● **EXERCISES TO COMPLETE**:
A: Print the passage of the biography below from "Key construction projects" to "Queensland's construction industry.", keeping every word and punctuation mark unchanged.
B: Answer these questions using the biography below:
(i) In what year did F. A. Pidgeon and Son Pty Ltd start?
(ii) Which two schools did Pidgeon attend?
(iii) In what year did Pidgeon join the family company?

● **TEXT SECTION**:
+ + + + +
Sir John Allan Stewart Pidgeon (15 July 1926 – 2 June 2016) was an Australian contractor and property developer. He and his sister, Valmai Pidgeon, have been involved with the Queensland construction industry since joining their father's business in the 1940s.

== Early life ==
Pidgeon was born on 15 July 1926 in Brisbane, the son of Frederick "Allan" Pidgeon and his wife Margaret, and the younger brother of sister Valmai. He attended Yeronga State School and the Anglican Church Grammar School ("Churchie").

== Career ==
Their father's business, F. A. Pidgeon and Son Pty Ltd started in 1927, and Pidgeon joined the family company in 1946 after service in the AIF. His addition to the company, along with his sister Valmai, soon expanded the company's activities throughout Queensland, notably in the hotel and commercial building market. The continued success of the company left its mark on the skyline of Brisbane and the Gold Coast.

Key construction projects undertaken by the company are: The Brisbane Club; Waterfront Place; the Brisbane Transit Centre; the Broadbeach Monorail; The Oasis Shopping Centre and Hotel; The Suncorp Metway Building; the Stradbroke and Macleay Towers – Dockside; Cathedral Square; 313 Adelaide Street; and the Bank of Queensland Building. Pidgeon's leadership style in pursuit of great construction projects has made him one of the most respected figures in Queensland's construction industry.
+ + + + +
● **DATA TO EXAMINE**:
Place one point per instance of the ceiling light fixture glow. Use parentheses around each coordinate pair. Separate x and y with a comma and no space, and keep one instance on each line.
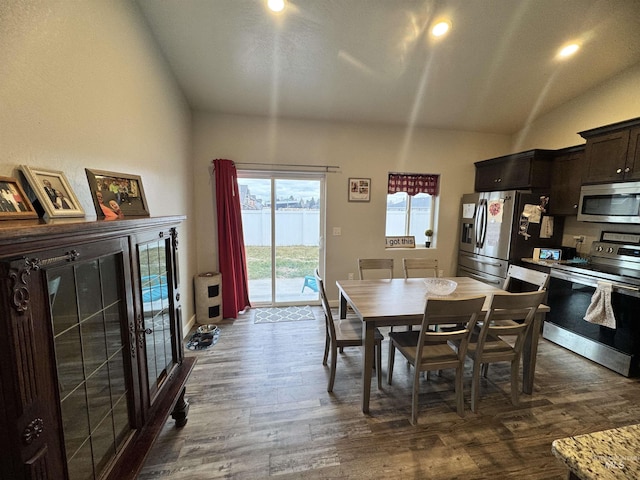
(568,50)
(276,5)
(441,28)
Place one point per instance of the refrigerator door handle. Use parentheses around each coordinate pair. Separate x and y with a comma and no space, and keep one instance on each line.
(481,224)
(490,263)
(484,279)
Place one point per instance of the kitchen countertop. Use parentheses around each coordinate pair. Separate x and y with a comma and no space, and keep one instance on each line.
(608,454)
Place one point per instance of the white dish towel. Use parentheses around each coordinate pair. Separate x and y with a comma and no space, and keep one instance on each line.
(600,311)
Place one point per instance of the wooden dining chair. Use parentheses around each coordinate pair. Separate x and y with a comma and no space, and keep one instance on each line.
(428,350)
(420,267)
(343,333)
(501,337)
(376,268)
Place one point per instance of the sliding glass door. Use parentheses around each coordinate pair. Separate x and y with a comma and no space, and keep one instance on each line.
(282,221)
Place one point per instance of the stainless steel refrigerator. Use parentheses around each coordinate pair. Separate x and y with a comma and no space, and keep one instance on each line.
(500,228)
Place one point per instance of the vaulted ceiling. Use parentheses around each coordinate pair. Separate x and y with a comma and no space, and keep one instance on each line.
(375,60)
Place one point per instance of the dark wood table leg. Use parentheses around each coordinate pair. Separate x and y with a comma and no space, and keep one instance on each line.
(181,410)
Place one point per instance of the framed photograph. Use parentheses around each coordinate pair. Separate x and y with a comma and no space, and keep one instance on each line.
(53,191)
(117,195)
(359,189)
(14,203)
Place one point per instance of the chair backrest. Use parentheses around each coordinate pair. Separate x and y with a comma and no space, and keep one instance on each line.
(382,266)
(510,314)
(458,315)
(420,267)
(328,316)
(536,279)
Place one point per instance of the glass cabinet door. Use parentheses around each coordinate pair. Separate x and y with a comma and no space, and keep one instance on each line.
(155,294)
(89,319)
+ + + + +
● **ANSWERS FOR THE TASKS**:
A:
Key construction projects undertaken by the company are: The Brisbane Club; Waterfront Place; the Brisbane Transit Centre; the Broadbeach Monorail; The Oasis Shopping Centre and Hotel; The Suncorp Metway Building; the Stradbroke and Macleay Towers – Dockside; Cathedral Square; 313 Adelaide Street; and the Bank of Queensland Building. Pidgeon's leadership style in pursuit of great construction projects has made him one of the most respected figures in Queensland's construction industry.

B:
(i) 1927
(ii) Yeronga State School and the Anglican Church Grammar School ("Churchie")
(iii) 1946